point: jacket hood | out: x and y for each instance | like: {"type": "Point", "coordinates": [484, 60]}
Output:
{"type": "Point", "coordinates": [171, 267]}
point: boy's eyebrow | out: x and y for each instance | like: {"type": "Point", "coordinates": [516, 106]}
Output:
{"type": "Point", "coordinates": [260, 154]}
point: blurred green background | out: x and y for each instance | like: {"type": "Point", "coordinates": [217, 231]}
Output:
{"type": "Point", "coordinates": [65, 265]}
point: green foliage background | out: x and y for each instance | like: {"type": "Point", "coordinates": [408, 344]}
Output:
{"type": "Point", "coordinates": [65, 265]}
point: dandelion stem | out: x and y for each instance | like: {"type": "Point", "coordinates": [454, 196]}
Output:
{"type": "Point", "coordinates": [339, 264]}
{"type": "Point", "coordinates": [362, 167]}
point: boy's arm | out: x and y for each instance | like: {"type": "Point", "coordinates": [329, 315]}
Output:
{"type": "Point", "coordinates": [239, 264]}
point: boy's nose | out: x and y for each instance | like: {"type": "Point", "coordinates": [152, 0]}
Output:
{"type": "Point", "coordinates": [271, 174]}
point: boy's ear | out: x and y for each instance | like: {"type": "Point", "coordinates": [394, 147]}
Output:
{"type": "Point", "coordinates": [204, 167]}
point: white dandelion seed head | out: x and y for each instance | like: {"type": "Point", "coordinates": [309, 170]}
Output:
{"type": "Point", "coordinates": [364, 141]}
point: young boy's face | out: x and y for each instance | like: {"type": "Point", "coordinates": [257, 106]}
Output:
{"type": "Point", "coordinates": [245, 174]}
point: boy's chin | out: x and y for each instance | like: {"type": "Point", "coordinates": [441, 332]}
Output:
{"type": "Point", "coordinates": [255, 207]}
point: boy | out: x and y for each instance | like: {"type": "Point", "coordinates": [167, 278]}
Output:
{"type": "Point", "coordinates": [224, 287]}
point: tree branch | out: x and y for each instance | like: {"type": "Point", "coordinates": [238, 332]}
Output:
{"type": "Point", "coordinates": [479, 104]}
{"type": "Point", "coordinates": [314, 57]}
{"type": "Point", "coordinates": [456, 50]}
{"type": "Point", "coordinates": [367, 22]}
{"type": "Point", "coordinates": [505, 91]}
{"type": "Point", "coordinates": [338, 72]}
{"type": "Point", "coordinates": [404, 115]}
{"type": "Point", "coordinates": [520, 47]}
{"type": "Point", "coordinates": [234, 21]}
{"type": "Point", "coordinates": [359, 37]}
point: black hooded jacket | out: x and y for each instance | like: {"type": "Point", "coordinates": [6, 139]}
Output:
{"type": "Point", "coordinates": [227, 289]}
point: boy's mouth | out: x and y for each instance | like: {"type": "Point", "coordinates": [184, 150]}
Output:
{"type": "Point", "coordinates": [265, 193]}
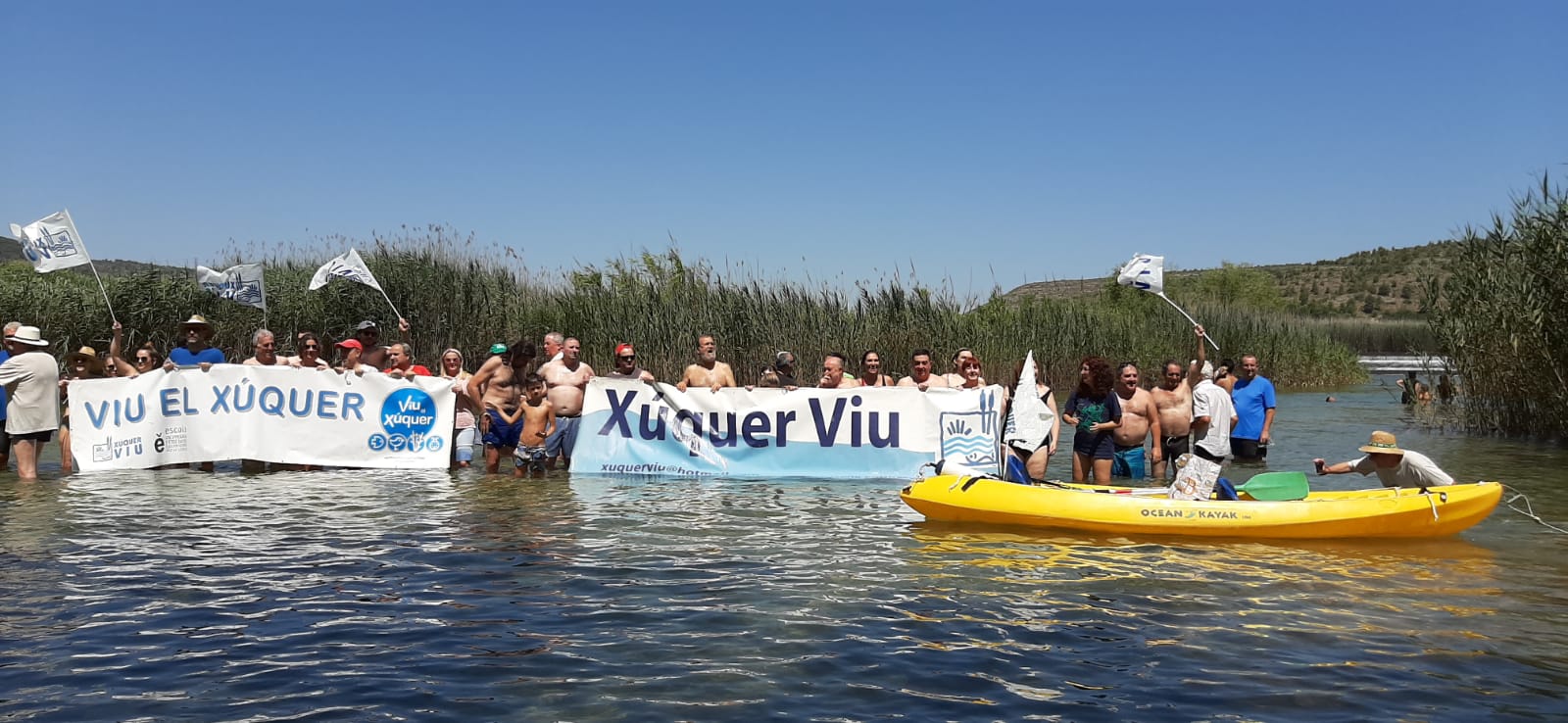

---

▶ Instructions to follow
Looking over the records, find each line with the word "dandelion" and copy it.

▶ Solution for this task
point: dandelion stem | out: x and y for each instance | like: {"type": "Point", "coordinates": [454, 196]}
point: white dandelion seed head | out: x and y for each instance | like: {"type": "Point", "coordinates": [309, 170]}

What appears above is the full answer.